▶ _阅读材料_:
引言
论文地址
这篇论文是周一时带我的大佬(现在瑞士读博士,据说还在nips上面发过文章😶,瑟瑟发抖)发给我一个一篇链接文章,博客是计划周五就要写出来的,但是由于要将maxnet的代码迁移到pytorch的resnet上面花费了一些时间。至今没见过这位大佬,我这位本科大白只是每周一阅读他发的论文和相关demo代码,改写或者迁移到现在的工业图像分类上。有想一起学习的可以加qq:1678354579进行讨论。
下面的内容由于时间有限,主要以代码实现为主。才疏学浅,如果那些错误还请大佬多多指正!
摘要
在自然图像中,信息总是在不同频率中表达的,其中高频信号一般包含丰富的细节而低频信号一般包含整体的结构。类似地,卷积层的输出特征图同样可以被看作是混合了不同频域的信息。在这项工作中,我们提出了如何根据频域去分解信息混合的特征图,并设计了一个新颖的八度卷积(Octave Convolution,OctConv)操作来保存和处理那些在较低空间分辨率下变化“较慢”(Slower)的特征图,从而减少存储和计算开销。与现有多尺度(multi-scale)方法不同的是,八度卷积被制定为一种单个通用的即插即用卷积单元,可以直接替换普通(vanilla)卷积而不需要对现有网络有任何调整。它同时也是对一些表明有着更好拓扑(topologies)或者减少通道冗余的方法的补充,并且与这些方法正交(orthogonal)。通过简单地用八度卷积替换普通卷积,我们在实验中发现我们在减少存储和计算开销的同时,还能持续提高图像和视频识别任务的准确率。一个使用八度卷积的ResNet-152网络能够在ImageNet上达到82.9%的Top-1分类准确率,而其浮点计算量仅仅只有22.2G(Giga)。
- 总结下来就是:自然界的图像中高频的信息表示细腻而丰富的细节,低频表示整体的轮廓和布局。八度卷积最大的优点就是节省存储空间的运算力,而且有怎么如此强的功能只需要改动网络中卷积部分即可实现即插即用的功能!我的代码能力一般,大概花了一天左右的时间改写了octconv版的resnet,后期经过改动能够适应三种卷积的增强版
- 加一句,关于低频和高频个人觉得可能搞美术的人更能理解。比如像画人物一样,大致的轮廓是差不多的,不经常改变为低频。具体的细节,一颦一动每个人都不一样为高频。本人为工科宅男一枚,献丑了😂
原理浅谈
关于详细的原理,大家可以参考论文和一片中文博客。我这里更深的理解也是来源这篇博客,推荐大家去看看。
这里我主要从个人代码理解和实现的角度来聊一聊原理,说白了就是数学公式看的有点蒙逼。代码和公式相结合能够理解更深入。

▶ _问题_:
**1.** 八度卷积阅读材料中,使用八度卷积的ResNet-152网络在ImageNet上的Top-1分类准确率是多少?
**2.** 接着八度卷积阅读材料的最后一句往下续写。

▶ _数据_:
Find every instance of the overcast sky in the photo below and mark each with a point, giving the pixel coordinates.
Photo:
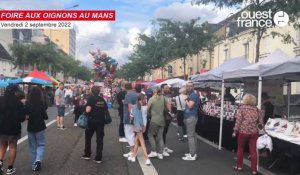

▶ _参考答案_:
**1.** 82.9%。

**2.**
传统的图像卷积是每一个卷积核为[kernel_size,kernel_size,in_channels],通过一系列相乘相加操作后得出特征图的一个像素点。如果是BP网络这一步就已经结束了,但是卷积网络会利用stride进行移动相同的卷积核得出下一个像素点。就这样按照步长在图像的宽高进行移动,得出一个通道的特征图,那如果我想要out_channels个通道的特征图。我只需要out_channels个卷积和就可以了,所以卷积的参数维度就是[kernel_size,kernel_size,in_channels,out_channels]。后期人们在消除特征图的冗余,人们又提出了grop_conv和depth_wise的卷积,对应的网络就是现在的resenxt和mobilenet。关于冗余的理解之前看过一本书上讲解是过多的输出通道,卷积核很大概率存在相似性,那么输出的特征图就会存在线性相关(简单说就是特征图的一个向量可以由另一个向量线性表示)。这部分如果大家有感到不太懂的,自动google关键字。或者加我私聊,欢迎骚扰!
好像有点扯远了,,,,现在开始进入重点啦!!八度卷积是在分辨率的维度提出低频的信息在传统的卷积中也存在冗余,通过将特征图分离成低频信息(低分辨率),高频信息(高分辨率)的达到节省存储和算力。大概估算一下,如果每一个特征图的一半为低频信息,那么他的分辨率降低为原始特征图的1/2,存储会卷积运算会减少1/4。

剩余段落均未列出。